> Required actions:
A. Answer these questions from the Rajeev Ram biography:
(i) Who was Ram's partner for the 2020 Australian Open men's doubles title?
(ii) What career-high singles ranking did Ram reach, and in what month and year?
(iii) In what year did Ram make his Davis Cup debut for the United States?
B. Restate the Rajeev Ram biography starting at "Rajeev Ram ( ;" and ending at "2016 and 2021.", swapping "Joe Salisbury" for "Salisbury".
C. Carry the Rajeev Ram biography forward from its final sentence.

══ Document passage ══

Rajeev Ram ( ; born March 18, 1984) is an American professional tennis player who specializes in doubles.

Ram is a five-time major champion, having won the 2020 Australian Open, the 2021 US Open, and the 2022 US Open in men's doubles with Joe Salisbury, as well as Australian Open mixed doubles titles in 2019 and 2021 alongside Barbora Krejčíková. Ram also won a mixed doubles silver medal with Venus Williams at the 2016 Summer Olympics, and finished runner-up in men's doubles at the 2021 Australian Open, and in mixed doubles at the 2016 US Open. He reached his career-high doubles ranking of world No. 1 on 3 October 2022, and has won 23 doubles titles on the ATP Tour, including four at the Masters 1000 level. Ram has qualified for the ATP Finals on six occasions, winning the title in 2022, having finished as runner-up in both 2016 and 2021.

Prior to his retirement from singles in 2017, Ram reached a career-high ranking of world No. 56 in April 2016, and won two ATP singles titles, at the Hall of Fame Tennis Championships in both 2009 and 2015. He made his Davis Cup debut for the United States in 2021, and competed at the 2016 and 2020 Olympic Games.

═══
══ Excerpted records ══

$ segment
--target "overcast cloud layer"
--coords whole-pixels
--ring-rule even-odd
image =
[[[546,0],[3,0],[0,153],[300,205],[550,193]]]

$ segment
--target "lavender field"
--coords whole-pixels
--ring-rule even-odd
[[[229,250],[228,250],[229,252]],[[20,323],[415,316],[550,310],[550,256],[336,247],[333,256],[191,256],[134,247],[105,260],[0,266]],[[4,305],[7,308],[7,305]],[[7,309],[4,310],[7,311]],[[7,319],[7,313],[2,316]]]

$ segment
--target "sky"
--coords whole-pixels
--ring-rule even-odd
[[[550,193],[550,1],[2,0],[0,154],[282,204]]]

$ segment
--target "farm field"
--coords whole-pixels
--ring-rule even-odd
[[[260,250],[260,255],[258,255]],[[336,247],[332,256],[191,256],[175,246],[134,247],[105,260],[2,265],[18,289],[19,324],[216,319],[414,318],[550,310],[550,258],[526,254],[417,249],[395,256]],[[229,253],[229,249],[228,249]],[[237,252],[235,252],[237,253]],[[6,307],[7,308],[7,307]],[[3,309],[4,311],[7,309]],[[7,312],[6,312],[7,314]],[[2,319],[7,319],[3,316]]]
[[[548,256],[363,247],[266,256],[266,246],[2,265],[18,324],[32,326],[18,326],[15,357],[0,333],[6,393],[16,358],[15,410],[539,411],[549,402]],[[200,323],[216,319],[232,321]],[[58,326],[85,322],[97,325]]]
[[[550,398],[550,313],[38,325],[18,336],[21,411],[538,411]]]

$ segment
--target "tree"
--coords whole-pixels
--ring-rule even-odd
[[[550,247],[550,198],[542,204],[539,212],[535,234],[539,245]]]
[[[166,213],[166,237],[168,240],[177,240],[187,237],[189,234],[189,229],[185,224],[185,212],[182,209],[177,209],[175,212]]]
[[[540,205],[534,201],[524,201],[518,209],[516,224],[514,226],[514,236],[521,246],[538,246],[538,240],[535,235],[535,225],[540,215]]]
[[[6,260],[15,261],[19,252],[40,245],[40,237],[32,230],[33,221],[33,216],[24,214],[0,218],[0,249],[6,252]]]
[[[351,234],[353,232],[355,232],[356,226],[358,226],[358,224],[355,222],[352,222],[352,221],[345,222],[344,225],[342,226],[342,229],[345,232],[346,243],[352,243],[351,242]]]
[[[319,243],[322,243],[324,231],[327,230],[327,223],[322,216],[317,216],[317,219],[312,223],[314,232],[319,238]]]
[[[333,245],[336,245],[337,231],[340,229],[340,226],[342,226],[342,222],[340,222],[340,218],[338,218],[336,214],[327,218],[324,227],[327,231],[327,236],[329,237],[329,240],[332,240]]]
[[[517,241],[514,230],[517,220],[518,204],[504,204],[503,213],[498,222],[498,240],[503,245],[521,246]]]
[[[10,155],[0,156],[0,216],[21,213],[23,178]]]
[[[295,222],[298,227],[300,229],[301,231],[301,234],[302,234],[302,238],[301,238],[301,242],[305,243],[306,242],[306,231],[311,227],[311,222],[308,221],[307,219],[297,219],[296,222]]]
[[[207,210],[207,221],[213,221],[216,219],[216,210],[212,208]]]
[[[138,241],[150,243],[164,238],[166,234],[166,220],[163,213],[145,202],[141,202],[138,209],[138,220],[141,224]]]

═══

> Results by task:
A.
(i) Joe Salisbury
(ii) World No. 56, in April 2016
(iii) 2021

B.
Rajeev Ram ( ; born March 18, 1984) is an American professional tennis player who specializes in doubles.

Ram is a five-time major champion, having won the 2020 Australian Open, the 2021 US Open, and the 2022 US Open in men's doubles with Salisbury, as well as Australian Open mixed doubles titles in 2019 and 2021 alongside Barbora Krejčíková. Ram also won a mixed doubles silver medal with Venus Williams at the 2016 Summer Olympics, and finished runner-up in men's doubles at the 2021 Australian Open, and in mixed doubles at the 2016 US Open. He reached his career-high doubles ranking of world No. 1 on 3 October 2022, and has won 23 doubles titles on the ATP Tour, including four at the Masters 1000 level. Ram has qualified for the ATP Finals on six occasions, winning the title in 2022, having finished as runner-up in both 2016 and 2021.

C.
Personal
Ram was born to Indian parents Raghav and Sushma Ram. Table tennis, cricket, and music are some of his interests. He is an Austin city parcheesi champion 4 years in a row 2010-2013.

Early career
In his junior career, Ram won a total of nine national junior titles, including singles and doubles. Amongst his titles were the National Claycourt 14-and-under singles title, the boys' 16-and-under national championship, the 18-and-under Easter Bowl title, and the Target Cup tournaments. In addition to his nine junior titles, Ram played high school tennis at Carmel, earned All-State honors, became the state singles champion, and earned a scholarship in both 1998 and 1999.

Rajeev earned a wildcard entry into the Juniors' 2001 US Open. Ram participated in all of the Grand Slam junior tournaments. He was the runner-up in juniors doubles at the 2002 Wimbledon, partnered with Brian Baker.

Ram then delayed enrollment at the University of Illinois at Urbana–Champaign until January 2003 so that he could continue to play tennis as an amateur on the pro circuit. During his one semester as a ringer at Illinois, he won the national doubles title with Brian Wilson and helped the Fighting Illini go undefeated (32–0) and win the 2003 NCAA team championship.

Professional years

2007-08
In 2007, he won five doubles Challenger titles partnering Bobby Reynolds, and reached three other finals on his way to a career-high doubles ranking of No. 62.

On July 5, 2008, Ram won the Nielsen USTA Pro Tennis Championship in Winnetka, Illinois for his first career Challenger-level singles title.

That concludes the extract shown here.